Rows from a pointing dataset
***
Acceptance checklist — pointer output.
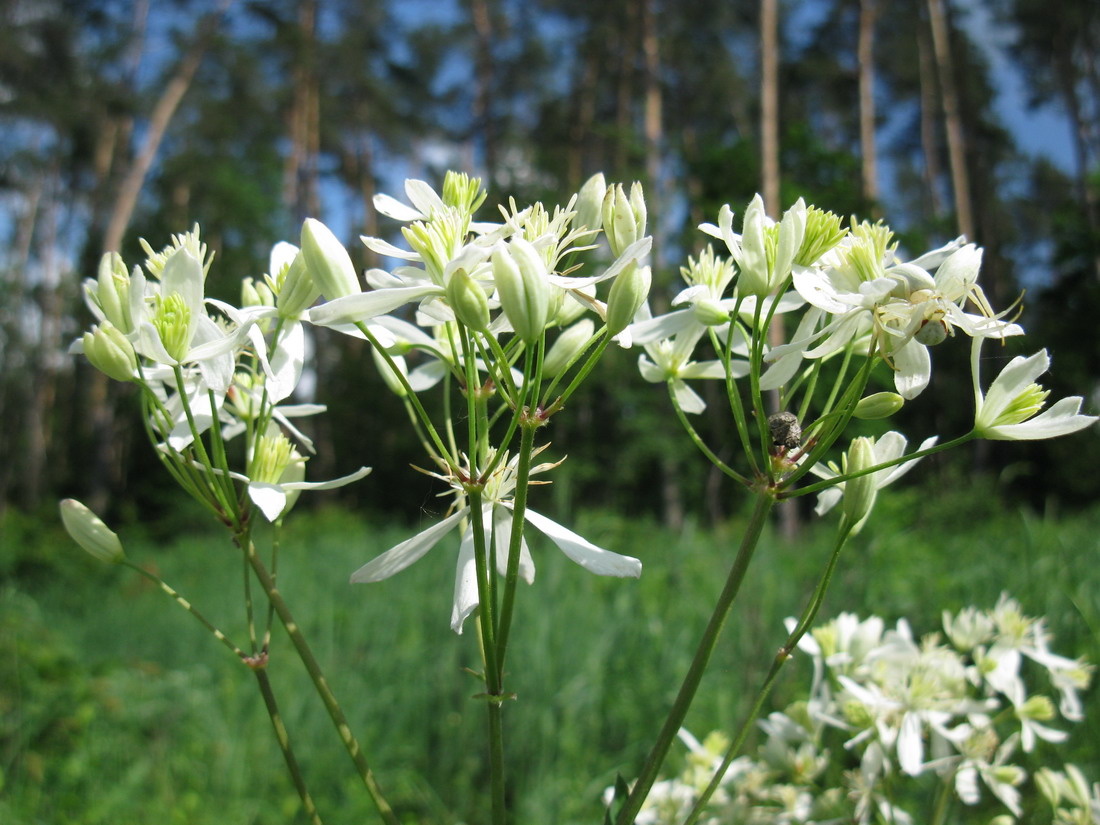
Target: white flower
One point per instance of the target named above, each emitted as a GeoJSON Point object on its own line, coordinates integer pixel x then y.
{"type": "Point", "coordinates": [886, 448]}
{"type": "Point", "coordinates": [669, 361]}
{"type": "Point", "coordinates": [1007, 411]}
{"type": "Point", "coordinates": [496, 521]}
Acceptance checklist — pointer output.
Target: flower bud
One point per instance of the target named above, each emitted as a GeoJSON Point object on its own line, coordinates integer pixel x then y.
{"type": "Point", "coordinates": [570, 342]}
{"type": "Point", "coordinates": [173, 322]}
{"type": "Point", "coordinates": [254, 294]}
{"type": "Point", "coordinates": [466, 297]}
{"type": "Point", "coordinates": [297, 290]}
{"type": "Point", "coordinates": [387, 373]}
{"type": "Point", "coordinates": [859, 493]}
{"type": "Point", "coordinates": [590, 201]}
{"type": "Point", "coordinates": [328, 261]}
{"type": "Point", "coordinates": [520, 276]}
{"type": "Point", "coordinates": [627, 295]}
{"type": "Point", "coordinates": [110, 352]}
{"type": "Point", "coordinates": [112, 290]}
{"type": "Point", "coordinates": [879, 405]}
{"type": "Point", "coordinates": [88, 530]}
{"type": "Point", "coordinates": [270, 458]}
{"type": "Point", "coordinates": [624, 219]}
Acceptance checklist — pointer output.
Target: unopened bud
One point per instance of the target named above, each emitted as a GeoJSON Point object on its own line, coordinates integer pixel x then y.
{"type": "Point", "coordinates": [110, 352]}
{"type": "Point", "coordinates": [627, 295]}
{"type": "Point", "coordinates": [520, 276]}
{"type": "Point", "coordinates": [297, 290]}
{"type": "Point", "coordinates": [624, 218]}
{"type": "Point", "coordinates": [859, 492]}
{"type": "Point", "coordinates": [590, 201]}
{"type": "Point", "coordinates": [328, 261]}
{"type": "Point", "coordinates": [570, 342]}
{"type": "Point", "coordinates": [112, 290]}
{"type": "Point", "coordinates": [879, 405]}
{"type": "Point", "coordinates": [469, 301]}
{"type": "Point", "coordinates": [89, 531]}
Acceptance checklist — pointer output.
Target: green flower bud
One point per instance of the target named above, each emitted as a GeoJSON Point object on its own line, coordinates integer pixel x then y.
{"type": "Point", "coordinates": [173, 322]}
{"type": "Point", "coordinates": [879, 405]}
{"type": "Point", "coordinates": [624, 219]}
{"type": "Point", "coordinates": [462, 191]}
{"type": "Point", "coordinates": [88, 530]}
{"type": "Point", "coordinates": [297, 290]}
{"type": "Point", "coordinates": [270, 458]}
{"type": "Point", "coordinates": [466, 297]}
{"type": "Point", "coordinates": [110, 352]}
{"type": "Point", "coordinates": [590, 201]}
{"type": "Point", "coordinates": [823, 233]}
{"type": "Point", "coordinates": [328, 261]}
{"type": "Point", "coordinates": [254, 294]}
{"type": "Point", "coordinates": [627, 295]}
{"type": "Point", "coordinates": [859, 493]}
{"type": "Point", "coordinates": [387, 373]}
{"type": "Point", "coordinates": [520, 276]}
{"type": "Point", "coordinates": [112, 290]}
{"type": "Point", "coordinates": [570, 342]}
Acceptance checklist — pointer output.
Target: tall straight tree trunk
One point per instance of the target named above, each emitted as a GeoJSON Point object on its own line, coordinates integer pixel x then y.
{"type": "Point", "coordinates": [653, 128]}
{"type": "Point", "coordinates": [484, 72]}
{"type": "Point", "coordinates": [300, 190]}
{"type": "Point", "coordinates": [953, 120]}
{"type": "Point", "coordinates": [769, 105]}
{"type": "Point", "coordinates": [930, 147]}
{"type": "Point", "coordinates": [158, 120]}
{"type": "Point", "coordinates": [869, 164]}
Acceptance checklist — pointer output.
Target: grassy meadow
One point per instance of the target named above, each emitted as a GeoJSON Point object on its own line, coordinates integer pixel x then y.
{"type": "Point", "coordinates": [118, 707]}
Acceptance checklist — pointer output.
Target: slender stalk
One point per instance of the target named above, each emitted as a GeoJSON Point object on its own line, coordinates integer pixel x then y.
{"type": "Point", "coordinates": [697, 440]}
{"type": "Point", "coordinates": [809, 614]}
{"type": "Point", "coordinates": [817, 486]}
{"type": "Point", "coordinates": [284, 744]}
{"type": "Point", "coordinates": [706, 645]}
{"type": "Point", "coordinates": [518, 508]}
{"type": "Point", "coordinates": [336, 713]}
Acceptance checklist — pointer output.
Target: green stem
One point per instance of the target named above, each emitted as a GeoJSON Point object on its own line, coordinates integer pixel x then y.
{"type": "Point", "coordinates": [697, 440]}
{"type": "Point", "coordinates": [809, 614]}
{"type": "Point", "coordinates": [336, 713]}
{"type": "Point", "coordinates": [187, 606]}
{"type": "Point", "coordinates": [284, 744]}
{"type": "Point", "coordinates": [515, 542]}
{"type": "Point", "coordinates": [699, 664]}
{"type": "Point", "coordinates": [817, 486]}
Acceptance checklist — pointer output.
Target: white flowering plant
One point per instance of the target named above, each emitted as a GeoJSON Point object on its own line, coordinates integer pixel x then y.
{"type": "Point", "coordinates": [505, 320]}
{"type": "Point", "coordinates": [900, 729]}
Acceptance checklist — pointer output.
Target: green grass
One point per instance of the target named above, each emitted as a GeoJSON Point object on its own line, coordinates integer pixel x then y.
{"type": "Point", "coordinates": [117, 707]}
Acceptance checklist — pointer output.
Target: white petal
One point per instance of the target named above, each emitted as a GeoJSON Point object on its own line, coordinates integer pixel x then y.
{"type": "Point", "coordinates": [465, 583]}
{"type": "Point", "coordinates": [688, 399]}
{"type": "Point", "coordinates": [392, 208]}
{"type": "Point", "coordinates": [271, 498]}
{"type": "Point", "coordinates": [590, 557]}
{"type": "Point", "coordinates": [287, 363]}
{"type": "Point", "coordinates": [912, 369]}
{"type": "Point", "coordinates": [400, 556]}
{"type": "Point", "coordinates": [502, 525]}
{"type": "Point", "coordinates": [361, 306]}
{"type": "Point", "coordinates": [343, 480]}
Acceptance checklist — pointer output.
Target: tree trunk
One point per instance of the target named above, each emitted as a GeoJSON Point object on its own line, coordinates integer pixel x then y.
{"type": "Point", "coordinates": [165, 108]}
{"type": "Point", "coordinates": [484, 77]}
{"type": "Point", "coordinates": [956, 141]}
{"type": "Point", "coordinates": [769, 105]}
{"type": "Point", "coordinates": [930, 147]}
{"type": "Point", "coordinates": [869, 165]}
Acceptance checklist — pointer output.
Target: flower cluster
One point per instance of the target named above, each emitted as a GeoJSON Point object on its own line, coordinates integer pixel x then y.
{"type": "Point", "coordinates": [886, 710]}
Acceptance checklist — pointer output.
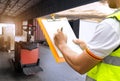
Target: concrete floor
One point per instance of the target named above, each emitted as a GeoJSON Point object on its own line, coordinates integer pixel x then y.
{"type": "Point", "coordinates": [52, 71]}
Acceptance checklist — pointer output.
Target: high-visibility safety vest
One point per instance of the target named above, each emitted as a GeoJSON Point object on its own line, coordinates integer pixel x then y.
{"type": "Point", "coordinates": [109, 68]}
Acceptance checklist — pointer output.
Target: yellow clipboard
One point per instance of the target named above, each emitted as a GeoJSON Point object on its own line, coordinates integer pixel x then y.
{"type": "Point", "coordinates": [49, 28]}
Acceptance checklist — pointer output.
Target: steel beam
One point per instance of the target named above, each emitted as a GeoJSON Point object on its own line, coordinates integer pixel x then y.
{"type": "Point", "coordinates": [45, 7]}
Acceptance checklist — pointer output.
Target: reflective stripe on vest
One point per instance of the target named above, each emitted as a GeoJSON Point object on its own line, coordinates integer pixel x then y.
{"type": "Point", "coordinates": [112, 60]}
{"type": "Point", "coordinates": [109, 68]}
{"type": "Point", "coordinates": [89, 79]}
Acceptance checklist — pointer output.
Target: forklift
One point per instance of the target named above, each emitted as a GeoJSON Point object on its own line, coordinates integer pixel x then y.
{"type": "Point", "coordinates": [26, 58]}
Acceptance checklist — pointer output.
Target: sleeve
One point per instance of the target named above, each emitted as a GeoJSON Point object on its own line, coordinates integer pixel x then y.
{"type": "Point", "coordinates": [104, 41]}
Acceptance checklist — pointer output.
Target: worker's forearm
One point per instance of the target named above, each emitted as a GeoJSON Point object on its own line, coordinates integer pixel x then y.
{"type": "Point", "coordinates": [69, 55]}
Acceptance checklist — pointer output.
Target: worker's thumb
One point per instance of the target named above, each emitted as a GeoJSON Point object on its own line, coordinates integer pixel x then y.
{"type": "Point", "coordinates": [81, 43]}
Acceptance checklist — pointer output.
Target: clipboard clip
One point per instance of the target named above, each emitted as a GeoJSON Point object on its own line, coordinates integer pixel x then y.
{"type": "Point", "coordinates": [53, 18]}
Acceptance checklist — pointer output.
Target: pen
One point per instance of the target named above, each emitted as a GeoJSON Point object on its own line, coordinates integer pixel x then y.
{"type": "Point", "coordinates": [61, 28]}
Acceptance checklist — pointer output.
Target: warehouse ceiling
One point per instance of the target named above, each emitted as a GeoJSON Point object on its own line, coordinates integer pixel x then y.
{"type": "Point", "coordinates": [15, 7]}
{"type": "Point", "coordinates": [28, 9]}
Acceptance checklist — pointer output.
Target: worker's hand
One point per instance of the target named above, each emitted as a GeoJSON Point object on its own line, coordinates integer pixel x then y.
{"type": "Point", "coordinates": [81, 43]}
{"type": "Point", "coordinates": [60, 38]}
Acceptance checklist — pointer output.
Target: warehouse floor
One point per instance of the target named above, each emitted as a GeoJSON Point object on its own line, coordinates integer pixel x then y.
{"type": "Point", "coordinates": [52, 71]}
***
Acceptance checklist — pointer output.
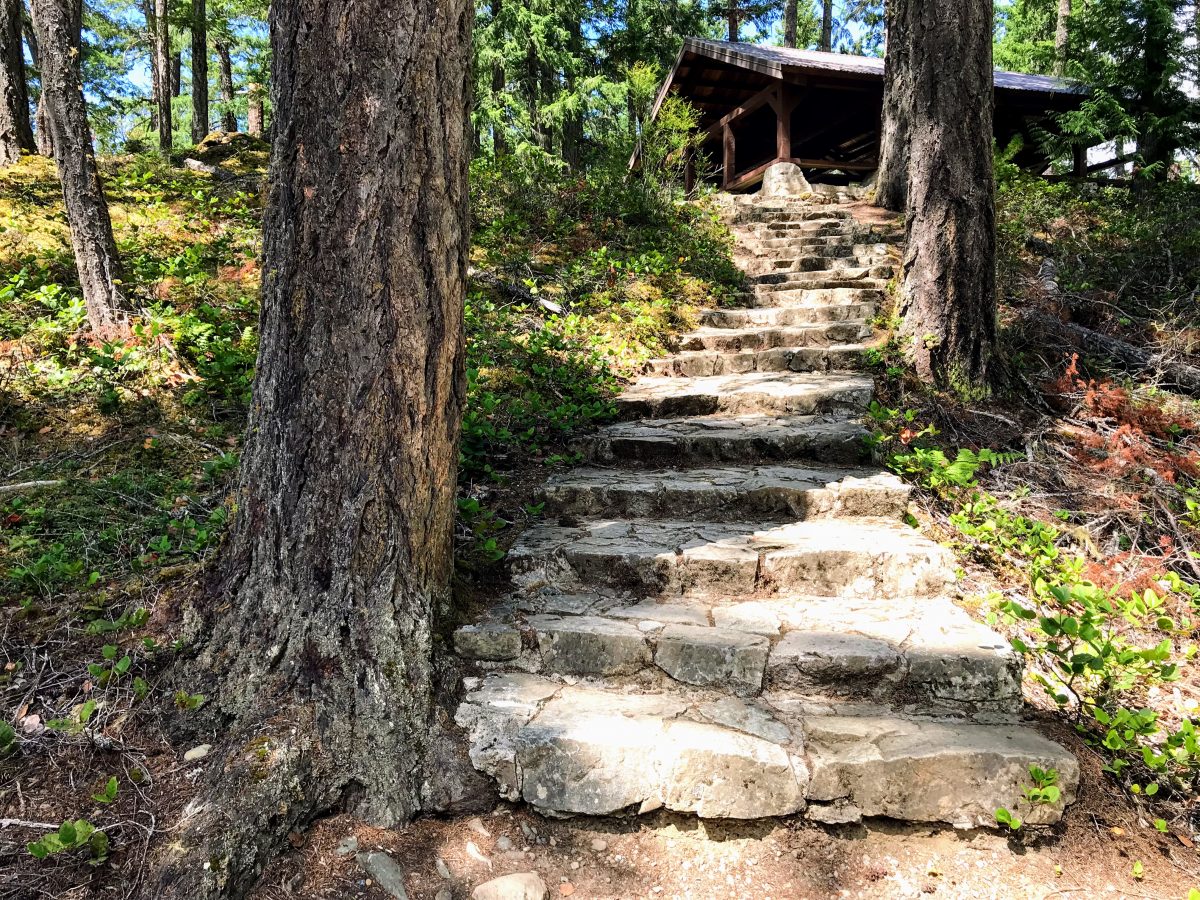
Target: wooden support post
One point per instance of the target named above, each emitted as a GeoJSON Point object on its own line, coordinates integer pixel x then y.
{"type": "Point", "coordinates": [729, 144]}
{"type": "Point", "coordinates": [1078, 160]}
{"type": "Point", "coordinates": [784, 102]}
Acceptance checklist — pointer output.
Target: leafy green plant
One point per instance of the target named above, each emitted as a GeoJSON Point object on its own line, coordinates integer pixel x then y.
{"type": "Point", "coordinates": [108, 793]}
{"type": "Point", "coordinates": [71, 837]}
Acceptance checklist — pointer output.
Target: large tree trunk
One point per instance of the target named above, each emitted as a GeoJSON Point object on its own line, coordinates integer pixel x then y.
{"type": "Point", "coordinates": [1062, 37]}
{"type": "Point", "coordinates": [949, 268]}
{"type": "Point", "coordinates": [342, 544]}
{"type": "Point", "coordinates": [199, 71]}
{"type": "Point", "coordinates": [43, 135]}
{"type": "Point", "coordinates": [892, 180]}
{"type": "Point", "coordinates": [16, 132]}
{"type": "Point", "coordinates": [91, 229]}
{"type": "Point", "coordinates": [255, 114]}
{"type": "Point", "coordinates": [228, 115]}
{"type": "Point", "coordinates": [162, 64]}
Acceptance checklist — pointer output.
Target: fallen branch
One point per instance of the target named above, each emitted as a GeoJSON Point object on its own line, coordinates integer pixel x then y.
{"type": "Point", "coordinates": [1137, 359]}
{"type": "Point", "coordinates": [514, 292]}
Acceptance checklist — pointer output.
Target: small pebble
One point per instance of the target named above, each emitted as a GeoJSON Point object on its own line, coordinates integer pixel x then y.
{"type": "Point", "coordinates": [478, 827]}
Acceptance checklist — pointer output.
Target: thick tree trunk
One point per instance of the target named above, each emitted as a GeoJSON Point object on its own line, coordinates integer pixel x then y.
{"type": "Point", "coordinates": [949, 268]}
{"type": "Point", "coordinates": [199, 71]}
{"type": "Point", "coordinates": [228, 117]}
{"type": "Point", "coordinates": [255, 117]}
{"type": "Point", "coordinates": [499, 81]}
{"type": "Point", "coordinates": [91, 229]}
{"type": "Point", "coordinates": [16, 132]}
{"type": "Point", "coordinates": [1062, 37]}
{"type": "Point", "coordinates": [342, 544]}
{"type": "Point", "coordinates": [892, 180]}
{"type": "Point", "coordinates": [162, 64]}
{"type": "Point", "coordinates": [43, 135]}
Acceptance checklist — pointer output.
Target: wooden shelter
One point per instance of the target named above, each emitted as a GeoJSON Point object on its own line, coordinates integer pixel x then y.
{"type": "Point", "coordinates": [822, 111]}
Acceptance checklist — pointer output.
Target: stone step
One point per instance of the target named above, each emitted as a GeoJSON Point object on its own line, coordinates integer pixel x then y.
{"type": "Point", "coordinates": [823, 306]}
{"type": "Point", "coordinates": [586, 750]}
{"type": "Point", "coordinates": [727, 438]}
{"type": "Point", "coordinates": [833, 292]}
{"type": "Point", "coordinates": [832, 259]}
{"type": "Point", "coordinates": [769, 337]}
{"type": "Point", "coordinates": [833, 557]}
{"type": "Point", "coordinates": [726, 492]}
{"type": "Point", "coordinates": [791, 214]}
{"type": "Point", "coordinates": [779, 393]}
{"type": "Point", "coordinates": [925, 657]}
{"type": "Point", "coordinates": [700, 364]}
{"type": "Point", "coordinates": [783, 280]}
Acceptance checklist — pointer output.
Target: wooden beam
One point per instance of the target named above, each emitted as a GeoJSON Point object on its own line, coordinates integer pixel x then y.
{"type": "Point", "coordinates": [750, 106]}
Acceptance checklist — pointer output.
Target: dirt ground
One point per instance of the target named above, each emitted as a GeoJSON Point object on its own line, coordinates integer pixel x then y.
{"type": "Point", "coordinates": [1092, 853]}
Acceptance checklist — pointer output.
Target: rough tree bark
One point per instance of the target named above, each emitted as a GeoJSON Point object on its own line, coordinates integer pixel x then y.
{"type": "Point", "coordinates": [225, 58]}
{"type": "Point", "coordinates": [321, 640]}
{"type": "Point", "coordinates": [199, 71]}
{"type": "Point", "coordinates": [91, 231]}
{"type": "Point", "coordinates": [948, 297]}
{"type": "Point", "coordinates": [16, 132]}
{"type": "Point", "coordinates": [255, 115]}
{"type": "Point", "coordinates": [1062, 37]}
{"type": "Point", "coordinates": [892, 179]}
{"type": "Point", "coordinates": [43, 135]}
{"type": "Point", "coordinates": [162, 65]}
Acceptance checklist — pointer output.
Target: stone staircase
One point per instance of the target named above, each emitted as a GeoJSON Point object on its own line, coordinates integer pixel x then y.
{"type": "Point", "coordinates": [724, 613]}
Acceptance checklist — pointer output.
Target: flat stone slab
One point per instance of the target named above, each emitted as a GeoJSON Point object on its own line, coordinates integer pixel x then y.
***
▸ What is needed
Report every line in the entries above that contains the word "stone", copying each one in full. Matching is case-sensitive.

▸ Response to this task
Target: stone step
Target: stone staircase
Target: flat stone slab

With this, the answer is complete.